Work order A: In the Lucene code review comment below, what could happen if `collectTerms` were called as-is?

You are viewing a plain text version of this content. The canonical link for it is here.
Posted to issues@lucene.apache.org by GitBox <gi...@apache.org> on 2022/09/08 14:51:27 UTC

[GitHub] [lucene] gsmiller commented on a diff in pull request #11738: Optimize MultiTermQueryConstantScoreWrapper for case when a term matches all docs in a segment.

gsmiller commented on code in PR #11738:
URL: https://github.com/apache/lucene/pull/11738#discussion_r966070400


##########
lucene/core/src/java/org/apache/lucene/search/MultiTermQueryConstantScoreWrapper.java:
##########
@@ -165,9 +143,46 @@ private WeightOrDocIdSet rewrite(LeafReaderContext context) throws IOException {
 
         PostingsEnum docs = null;
 
-        final List<TermAndState> collectedTerms = new ArrayList<>();
-        if (collectTerms(context, termsEnum, collectedTerms)) {
-          // build a boolean query
+        // We will first try to collect up to 'threshold' terms into 'matchingTerms'
+        // if there are too many terms, we will fall back to building the 'builder'

Review Comment:
   Thanks for the suggestion @rmuir. Let me see if I can use the existing code structure a bit more in this change. The reason I didn't want to just call `collectTerms` as-is is that we could unnecessarily seek and load term states when we've already found a term covering all docs. For example, if the first term we visit covers all terms, we can just stop there.

Work order B: Rewrite the listing lines from the start of the listing through the line with "positive clicks: (225, 361)", changing "rough mask" to "coarse mask" and keeping everything else the same. Give only those lines, and leave out the pictures.

Records for the task:

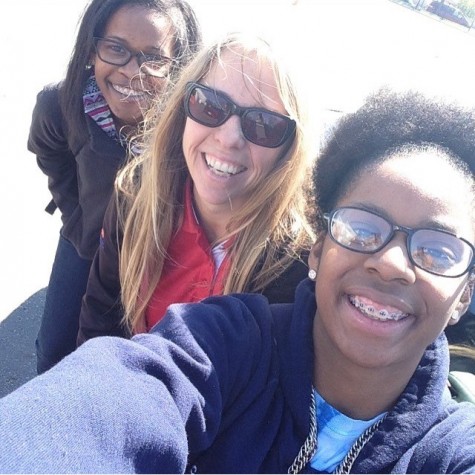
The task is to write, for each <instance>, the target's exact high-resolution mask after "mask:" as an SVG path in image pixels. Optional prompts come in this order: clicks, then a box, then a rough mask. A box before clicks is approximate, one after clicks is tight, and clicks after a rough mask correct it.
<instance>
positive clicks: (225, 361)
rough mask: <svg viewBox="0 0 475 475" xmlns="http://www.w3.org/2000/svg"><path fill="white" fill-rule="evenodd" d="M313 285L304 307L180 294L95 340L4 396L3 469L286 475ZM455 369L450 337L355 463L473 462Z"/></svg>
mask: <svg viewBox="0 0 475 475" xmlns="http://www.w3.org/2000/svg"><path fill="white" fill-rule="evenodd" d="M313 286H314V284H313V283H312V282H310V281H309V280H305V281H303V282H302V283H301V284H300V285H299V287H298V288H297V293H296V302H297V304H275V305H269V304H268V302H267V300H266V299H265V298H264V297H262V296H260V295H251V294H243V295H235V296H221V297H212V298H209V299H207V300H205V301H203V303H198V304H183V305H182V304H177V305H173V306H171V307H170V309H169V312H168V314H167V317H166V318H165V319H164V320H162V322H160V323H159V324H158V325H157V326H156V327H155V329H154V330H152V333H150V334H145V335H139V336H136V337H134V338H133V339H132V340H125V339H121V338H114V337H100V338H94V339H92V340H90V341H88V342H86V343H85V344H84V345H83V346H81V347H80V348H79V349H78V350H77V351H76V352H74V353H73V354H72V355H70V356H68V357H66V358H65V359H64V360H63V361H62V362H61V363H59V364H58V365H57V366H55V367H54V368H53V369H52V370H50V371H48V372H47V373H45V374H43V375H41V376H39V377H37V378H35V379H34V380H32V381H30V382H29V383H27V384H26V385H24V386H23V387H21V388H20V389H18V390H17V391H15V392H14V393H12V394H10V395H8V396H6V397H5V398H3V399H2V400H0V430H1V434H2V435H1V437H0V472H3V473H7V472H23V473H27V472H36V473H44V472H50V473H58V472H62V473H68V472H69V473H71V472H76V473H77V472H83V473H85V472H94V473H101V472H102V473H104V472H107V473H112V472H114V473H124V472H128V473H131V472H137V473H145V472H149V473H150V472H152V473H173V472H183V471H189V472H193V473H257V472H271V473H283V472H287V469H288V467H289V466H290V465H291V464H292V462H293V460H294V458H295V457H296V455H297V453H298V451H299V449H300V447H301V445H302V444H303V442H304V441H305V439H306V437H307V435H308V433H309V427H310V413H309V406H310V400H311V397H312V365H313V342H312V321H313V318H314V315H315V295H314V292H313ZM448 366H449V355H448V348H447V342H446V339H445V336H443V335H441V336H440V337H439V338H438V339H437V340H436V341H435V342H434V343H433V344H432V345H430V346H429V347H428V348H427V350H426V352H425V354H424V356H423V358H422V360H421V362H420V364H419V366H418V368H417V370H416V372H415V373H414V375H413V377H412V378H411V380H410V381H409V383H408V385H407V387H406V388H405V390H404V392H403V394H402V395H401V397H400V398H399V400H398V401H397V403H396V405H395V406H394V408H393V409H392V410H390V411H389V413H388V415H387V417H386V418H385V419H384V421H383V423H382V424H381V425H380V427H379V428H378V430H377V431H376V432H375V433H374V435H373V436H372V438H371V439H370V440H369V441H368V443H367V444H366V445H365V446H364V447H363V449H362V450H361V452H360V453H359V455H358V457H357V458H356V460H355V462H354V464H353V467H352V472H355V473H357V472H359V473H445V472H447V473H449V472H452V473H461V472H472V473H473V472H475V405H473V404H470V403H456V402H455V401H453V400H452V399H451V397H450V395H449V391H448V390H447V375H448ZM304 471H308V472H311V471H312V469H311V468H310V467H308V466H307V467H306V468H304Z"/></svg>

Your solution A: It could unnecessarily seek and load term states after a term covering all docs has already been found.

Your solution B:
The task is to write, for each <instance>, the target's exact high-resolution mask after "mask:" as an SVG path in image pixels. Optional prompts come in this order: clicks, then a box, then a coarse mask. A box before clicks is approximate, one after clicks is tight, and clicks after a coarse mask correct it.
<instance>
positive clicks: (225, 361)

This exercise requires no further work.